BEGIN Exercise data
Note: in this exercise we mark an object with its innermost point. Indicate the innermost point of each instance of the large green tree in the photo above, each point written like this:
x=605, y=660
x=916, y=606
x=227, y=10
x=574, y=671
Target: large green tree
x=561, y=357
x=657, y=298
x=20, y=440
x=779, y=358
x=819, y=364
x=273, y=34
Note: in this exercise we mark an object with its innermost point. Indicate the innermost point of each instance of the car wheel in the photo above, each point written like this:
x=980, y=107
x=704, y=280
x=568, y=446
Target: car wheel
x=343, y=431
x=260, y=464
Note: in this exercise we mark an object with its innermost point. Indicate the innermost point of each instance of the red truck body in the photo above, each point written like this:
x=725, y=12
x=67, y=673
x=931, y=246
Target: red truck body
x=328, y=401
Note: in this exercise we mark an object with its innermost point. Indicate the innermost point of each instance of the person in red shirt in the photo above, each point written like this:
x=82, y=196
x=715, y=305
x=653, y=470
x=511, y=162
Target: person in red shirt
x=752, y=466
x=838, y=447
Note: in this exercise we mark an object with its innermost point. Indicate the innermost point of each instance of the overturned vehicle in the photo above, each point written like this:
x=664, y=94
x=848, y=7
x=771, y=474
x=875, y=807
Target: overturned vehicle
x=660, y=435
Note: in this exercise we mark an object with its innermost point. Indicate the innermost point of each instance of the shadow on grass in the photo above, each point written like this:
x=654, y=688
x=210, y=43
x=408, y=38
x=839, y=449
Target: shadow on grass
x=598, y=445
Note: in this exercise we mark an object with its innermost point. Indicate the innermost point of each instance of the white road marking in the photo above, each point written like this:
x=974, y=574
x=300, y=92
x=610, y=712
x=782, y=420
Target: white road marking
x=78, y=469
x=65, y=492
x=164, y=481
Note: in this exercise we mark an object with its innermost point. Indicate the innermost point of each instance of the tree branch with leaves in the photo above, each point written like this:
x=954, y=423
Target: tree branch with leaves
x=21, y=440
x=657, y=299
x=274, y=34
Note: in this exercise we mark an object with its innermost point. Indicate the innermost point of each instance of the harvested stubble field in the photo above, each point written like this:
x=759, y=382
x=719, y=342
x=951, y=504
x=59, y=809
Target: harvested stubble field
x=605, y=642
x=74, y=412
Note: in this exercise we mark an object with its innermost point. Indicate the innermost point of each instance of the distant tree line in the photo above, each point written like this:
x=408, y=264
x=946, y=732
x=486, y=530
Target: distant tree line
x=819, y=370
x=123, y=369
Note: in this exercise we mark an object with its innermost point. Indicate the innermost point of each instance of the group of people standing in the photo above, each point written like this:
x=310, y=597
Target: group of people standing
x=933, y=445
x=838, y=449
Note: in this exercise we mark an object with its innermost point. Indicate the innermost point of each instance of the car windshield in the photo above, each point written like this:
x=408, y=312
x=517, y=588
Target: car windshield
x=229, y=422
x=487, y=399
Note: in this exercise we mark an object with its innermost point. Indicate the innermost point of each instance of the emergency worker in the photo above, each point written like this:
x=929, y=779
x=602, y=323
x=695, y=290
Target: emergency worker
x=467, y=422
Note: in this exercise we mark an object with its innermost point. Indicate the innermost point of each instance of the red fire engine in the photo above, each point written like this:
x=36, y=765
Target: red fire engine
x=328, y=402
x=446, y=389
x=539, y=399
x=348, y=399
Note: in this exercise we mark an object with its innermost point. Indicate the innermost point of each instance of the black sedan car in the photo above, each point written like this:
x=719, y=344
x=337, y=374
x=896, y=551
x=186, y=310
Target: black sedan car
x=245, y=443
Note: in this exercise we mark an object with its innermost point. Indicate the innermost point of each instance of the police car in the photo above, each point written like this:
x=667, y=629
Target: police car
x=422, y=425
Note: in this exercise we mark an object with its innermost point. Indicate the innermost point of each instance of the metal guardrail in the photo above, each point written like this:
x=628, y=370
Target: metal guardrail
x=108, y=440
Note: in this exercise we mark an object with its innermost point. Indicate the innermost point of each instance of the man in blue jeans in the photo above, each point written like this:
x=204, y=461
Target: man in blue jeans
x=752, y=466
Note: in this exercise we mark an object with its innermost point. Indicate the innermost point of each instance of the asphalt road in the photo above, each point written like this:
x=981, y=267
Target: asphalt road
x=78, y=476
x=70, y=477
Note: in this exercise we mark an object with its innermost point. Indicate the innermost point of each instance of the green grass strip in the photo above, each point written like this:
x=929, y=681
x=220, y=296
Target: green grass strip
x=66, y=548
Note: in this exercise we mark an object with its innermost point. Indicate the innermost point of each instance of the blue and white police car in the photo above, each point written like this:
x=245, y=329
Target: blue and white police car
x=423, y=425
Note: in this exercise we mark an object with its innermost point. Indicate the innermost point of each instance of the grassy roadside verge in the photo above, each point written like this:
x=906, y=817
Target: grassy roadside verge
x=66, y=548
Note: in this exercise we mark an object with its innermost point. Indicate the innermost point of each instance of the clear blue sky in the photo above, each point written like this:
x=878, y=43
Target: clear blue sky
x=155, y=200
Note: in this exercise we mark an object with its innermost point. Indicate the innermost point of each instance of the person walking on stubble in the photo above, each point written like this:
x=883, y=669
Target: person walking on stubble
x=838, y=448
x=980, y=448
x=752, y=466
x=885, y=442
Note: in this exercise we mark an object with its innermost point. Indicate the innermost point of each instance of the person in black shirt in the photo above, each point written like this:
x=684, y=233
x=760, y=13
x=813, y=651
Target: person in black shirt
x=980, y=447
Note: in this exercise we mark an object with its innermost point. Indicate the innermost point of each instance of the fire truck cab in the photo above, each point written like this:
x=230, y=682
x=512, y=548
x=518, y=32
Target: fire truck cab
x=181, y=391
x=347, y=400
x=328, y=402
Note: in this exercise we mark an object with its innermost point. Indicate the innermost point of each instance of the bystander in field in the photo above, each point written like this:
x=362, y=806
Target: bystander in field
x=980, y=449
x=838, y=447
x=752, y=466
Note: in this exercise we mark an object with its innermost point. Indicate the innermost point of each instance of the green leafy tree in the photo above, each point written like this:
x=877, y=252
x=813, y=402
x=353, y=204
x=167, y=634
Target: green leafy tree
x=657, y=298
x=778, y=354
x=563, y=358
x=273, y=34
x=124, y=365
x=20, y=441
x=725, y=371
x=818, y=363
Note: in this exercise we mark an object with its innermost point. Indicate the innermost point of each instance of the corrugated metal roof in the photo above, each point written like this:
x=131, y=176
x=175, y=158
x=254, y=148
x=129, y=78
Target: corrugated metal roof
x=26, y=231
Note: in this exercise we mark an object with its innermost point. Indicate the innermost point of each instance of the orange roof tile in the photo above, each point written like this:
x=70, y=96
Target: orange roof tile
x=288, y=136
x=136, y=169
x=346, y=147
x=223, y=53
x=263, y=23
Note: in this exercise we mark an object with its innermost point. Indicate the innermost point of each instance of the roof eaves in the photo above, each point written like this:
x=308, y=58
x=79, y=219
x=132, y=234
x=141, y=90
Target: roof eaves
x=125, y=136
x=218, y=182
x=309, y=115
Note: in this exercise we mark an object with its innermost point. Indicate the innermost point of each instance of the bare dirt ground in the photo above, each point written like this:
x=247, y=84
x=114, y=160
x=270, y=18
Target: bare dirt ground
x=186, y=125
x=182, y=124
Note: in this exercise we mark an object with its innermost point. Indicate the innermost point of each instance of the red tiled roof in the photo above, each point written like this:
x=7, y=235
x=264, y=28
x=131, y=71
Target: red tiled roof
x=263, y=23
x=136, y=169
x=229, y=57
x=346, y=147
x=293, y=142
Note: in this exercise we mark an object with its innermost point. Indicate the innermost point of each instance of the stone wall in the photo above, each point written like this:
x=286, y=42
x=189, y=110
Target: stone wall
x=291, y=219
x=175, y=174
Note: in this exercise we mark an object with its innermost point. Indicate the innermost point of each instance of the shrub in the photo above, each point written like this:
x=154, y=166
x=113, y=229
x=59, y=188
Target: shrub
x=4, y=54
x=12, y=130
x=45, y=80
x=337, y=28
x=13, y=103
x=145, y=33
END Exercise data
**Task instructions**
Word for word, restate the lines above from the line containing "x=610, y=712" through the line containing "x=59, y=809", with both included and nothing else.

**Solution for this problem**
x=610, y=712
x=782, y=420
Target: white road marking
x=78, y=469
x=65, y=492
x=164, y=481
Note: in this exercise we mark an object with its innermost point. Indicate the innermost point of each instance of the tree branch with leaves in the photo above, each point written like this:
x=954, y=423
Target: tree branch with leaves
x=21, y=440
x=657, y=299
x=274, y=34
Note: in this exercise we mark an object with its innermost point. Indicate the innermost point of each instance of the harvested stubble field in the photo above, each point written like this:
x=759, y=382
x=719, y=342
x=951, y=504
x=59, y=809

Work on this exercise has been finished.